▶ **TAREFA PROPOSTA**: Apresente como lista numerada as linhas do material, omitindo as linhas em branco. Comece pela linha que contém "Note: pick out each instance of the flag on", incluindo-a, e siga até o fim do material.

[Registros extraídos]
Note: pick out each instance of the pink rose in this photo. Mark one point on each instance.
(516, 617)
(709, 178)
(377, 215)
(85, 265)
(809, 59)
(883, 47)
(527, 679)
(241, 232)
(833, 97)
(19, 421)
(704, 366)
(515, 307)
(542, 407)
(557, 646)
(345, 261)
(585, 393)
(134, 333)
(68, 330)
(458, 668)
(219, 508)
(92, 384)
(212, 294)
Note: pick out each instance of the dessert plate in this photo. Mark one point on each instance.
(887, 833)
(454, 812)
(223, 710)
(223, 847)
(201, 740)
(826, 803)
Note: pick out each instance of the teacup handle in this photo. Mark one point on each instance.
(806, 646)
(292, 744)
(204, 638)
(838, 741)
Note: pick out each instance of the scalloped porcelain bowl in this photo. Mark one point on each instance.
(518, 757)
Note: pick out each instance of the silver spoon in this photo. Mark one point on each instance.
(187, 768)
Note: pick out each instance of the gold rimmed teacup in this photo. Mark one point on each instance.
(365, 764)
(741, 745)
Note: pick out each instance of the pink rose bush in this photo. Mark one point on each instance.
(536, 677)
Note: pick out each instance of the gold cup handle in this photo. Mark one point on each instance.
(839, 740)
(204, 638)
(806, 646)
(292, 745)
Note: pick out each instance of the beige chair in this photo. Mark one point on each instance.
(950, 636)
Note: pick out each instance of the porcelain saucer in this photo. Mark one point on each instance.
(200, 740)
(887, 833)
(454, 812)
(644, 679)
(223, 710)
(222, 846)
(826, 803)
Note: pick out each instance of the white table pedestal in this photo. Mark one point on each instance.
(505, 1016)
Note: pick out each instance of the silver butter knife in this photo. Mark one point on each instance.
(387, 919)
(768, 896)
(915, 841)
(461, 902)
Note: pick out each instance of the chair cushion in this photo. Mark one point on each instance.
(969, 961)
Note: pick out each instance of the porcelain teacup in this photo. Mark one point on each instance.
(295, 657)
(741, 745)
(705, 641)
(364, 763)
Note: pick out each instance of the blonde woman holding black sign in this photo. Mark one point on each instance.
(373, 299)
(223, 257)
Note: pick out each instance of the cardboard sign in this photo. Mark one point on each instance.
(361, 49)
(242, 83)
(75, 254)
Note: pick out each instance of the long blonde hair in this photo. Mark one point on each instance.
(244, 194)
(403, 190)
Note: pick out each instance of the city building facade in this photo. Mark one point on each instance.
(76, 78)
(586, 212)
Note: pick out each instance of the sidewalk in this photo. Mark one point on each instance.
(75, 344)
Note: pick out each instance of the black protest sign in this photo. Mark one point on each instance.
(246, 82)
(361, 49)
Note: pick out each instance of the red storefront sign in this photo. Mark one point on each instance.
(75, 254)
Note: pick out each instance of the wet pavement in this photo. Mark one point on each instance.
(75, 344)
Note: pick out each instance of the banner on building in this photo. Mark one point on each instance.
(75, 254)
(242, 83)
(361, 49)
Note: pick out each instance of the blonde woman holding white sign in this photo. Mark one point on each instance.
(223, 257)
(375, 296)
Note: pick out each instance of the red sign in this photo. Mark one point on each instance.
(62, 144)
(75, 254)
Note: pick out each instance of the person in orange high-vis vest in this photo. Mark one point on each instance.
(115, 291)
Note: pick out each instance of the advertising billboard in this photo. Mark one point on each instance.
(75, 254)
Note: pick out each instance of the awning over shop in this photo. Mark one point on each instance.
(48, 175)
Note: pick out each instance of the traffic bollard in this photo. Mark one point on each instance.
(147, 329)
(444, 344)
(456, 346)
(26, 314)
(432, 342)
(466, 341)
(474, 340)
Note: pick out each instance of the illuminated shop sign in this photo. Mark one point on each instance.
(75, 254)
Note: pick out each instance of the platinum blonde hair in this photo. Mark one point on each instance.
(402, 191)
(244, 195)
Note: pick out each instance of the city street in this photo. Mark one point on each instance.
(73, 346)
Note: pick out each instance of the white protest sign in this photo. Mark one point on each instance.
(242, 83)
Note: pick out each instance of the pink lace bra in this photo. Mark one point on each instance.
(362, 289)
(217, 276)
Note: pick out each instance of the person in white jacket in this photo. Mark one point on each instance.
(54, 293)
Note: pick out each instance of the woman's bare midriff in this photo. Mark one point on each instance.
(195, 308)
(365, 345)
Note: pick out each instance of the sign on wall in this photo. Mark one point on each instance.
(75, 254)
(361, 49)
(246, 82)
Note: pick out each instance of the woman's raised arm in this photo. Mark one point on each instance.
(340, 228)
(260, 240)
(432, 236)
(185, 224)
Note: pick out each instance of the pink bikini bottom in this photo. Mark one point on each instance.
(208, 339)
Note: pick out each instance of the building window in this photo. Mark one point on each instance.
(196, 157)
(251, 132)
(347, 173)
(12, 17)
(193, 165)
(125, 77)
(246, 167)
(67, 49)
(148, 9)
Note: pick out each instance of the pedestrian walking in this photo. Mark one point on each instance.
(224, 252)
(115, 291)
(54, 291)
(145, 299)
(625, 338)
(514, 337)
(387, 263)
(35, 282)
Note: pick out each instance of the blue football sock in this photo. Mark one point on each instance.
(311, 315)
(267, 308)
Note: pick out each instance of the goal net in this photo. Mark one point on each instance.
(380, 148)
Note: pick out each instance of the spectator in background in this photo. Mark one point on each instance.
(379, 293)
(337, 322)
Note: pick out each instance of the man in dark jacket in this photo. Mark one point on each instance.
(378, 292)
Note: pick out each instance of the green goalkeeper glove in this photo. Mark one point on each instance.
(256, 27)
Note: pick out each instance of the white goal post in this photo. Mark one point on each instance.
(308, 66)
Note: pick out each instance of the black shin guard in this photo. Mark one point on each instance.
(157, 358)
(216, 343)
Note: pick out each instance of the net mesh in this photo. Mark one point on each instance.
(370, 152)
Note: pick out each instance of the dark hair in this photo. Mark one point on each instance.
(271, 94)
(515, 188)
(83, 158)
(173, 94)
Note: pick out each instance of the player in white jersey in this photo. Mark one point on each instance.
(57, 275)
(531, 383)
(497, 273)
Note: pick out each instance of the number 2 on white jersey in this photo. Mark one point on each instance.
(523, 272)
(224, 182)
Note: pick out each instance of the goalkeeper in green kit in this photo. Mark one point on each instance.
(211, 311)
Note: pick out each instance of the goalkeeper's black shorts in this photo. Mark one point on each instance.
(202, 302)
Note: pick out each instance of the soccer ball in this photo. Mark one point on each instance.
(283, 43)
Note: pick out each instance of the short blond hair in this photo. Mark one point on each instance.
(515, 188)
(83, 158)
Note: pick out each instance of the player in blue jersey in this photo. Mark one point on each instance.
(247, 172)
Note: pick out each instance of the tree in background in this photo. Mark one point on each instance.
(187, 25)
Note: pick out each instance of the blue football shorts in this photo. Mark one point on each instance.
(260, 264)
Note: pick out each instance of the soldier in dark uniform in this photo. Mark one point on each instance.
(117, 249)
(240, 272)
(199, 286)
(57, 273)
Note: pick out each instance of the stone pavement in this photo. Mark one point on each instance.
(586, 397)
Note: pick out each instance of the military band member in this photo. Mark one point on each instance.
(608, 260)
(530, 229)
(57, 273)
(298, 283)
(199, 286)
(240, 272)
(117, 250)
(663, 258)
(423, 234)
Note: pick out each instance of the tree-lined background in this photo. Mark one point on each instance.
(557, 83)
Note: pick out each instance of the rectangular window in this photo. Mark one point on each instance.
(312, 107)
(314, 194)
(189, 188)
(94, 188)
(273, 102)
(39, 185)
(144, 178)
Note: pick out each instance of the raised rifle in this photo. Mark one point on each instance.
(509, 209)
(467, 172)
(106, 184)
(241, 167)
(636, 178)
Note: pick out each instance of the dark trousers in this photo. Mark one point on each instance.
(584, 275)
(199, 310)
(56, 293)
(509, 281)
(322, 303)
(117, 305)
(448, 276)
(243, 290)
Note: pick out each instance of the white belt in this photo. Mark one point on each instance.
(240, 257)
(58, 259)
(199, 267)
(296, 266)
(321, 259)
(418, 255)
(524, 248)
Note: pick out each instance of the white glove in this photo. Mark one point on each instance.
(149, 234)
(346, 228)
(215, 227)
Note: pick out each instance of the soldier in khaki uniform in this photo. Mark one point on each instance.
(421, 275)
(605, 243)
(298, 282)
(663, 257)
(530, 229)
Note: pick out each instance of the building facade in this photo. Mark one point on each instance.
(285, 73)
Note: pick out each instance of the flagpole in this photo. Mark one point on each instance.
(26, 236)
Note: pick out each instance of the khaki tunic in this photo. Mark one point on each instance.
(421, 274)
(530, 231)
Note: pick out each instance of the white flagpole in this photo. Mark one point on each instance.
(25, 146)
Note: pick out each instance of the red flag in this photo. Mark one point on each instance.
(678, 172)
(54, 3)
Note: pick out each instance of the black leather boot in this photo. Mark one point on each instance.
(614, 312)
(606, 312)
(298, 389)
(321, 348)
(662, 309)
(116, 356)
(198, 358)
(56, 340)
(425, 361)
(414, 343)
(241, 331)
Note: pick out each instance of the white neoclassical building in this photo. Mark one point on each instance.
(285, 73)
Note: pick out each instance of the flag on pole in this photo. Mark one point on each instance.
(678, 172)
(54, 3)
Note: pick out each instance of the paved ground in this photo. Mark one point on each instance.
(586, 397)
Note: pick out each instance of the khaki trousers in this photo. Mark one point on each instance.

▶ **SOLUÇÃO DO EXERCÍCIO**:
1. Note: pick out each instance of the flag on pole in this photo. Mark one point on each instance.
2. (678, 172)
3. (54, 3)
4. Note: pick out each instance of the paved ground in this photo. Mark one point on each instance.
5. (586, 397)
6. Note: pick out each instance of the khaki trousers in this photo. Mark one point on each instance.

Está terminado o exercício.